ENTRIES SHOWN:
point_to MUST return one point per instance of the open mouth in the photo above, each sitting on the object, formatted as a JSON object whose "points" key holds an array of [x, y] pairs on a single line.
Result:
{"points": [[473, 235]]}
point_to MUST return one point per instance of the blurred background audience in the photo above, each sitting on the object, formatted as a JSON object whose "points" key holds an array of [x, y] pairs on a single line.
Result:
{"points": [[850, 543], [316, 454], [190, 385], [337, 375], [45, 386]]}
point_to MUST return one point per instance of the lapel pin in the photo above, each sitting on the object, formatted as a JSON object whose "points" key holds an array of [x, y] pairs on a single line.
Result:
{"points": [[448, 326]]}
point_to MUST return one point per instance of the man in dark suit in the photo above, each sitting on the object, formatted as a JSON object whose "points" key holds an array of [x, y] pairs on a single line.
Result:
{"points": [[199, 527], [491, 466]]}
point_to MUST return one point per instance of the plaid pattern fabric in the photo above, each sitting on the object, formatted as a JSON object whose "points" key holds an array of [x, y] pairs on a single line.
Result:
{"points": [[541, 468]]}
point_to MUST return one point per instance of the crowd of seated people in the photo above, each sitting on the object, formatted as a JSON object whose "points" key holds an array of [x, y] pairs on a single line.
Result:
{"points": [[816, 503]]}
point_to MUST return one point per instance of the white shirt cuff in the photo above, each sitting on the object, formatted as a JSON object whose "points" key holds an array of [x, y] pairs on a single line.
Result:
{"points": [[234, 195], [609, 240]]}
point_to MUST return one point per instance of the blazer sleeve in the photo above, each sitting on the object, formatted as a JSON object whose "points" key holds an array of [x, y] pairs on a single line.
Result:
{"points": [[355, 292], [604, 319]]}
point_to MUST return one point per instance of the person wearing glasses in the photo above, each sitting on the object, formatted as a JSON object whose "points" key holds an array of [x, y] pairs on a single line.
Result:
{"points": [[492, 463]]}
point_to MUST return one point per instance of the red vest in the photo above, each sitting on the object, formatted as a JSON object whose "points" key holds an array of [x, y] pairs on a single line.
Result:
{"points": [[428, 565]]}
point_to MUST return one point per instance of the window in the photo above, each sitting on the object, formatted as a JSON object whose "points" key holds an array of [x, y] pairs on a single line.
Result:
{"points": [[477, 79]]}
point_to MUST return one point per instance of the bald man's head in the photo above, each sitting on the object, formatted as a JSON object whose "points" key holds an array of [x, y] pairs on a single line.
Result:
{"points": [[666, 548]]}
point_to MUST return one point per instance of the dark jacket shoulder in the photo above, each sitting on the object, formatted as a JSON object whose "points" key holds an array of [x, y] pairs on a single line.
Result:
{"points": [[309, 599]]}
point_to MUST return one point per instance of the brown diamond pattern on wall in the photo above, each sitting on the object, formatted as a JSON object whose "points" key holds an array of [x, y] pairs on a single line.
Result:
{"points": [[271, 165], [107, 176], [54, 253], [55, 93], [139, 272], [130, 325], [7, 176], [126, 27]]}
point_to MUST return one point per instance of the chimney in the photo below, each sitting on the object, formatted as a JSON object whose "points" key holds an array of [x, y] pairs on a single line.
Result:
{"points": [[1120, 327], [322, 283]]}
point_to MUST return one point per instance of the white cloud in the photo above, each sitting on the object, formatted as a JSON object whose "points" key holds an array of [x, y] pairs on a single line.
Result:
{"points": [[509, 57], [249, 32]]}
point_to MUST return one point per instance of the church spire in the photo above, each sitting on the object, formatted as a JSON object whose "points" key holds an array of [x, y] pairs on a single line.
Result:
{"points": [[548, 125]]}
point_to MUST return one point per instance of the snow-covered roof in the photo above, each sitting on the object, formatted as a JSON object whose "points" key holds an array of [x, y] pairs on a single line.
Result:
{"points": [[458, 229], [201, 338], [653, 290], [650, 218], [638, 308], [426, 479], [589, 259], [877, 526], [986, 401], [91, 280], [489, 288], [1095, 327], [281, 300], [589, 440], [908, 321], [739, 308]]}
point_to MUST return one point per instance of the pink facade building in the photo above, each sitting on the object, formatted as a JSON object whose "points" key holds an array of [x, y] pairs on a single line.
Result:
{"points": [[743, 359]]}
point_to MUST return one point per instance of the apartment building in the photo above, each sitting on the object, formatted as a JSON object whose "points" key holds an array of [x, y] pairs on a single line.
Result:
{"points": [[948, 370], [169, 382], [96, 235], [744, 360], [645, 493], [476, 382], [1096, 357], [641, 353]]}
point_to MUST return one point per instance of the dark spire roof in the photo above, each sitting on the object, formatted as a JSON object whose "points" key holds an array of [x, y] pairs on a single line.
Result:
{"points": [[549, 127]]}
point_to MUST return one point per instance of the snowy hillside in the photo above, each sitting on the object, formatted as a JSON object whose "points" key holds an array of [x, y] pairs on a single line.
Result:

TRY IT:
Tally how many lines of the listing above include the string "building", and report that figure by itself.

RESULT OF THE TASK:
2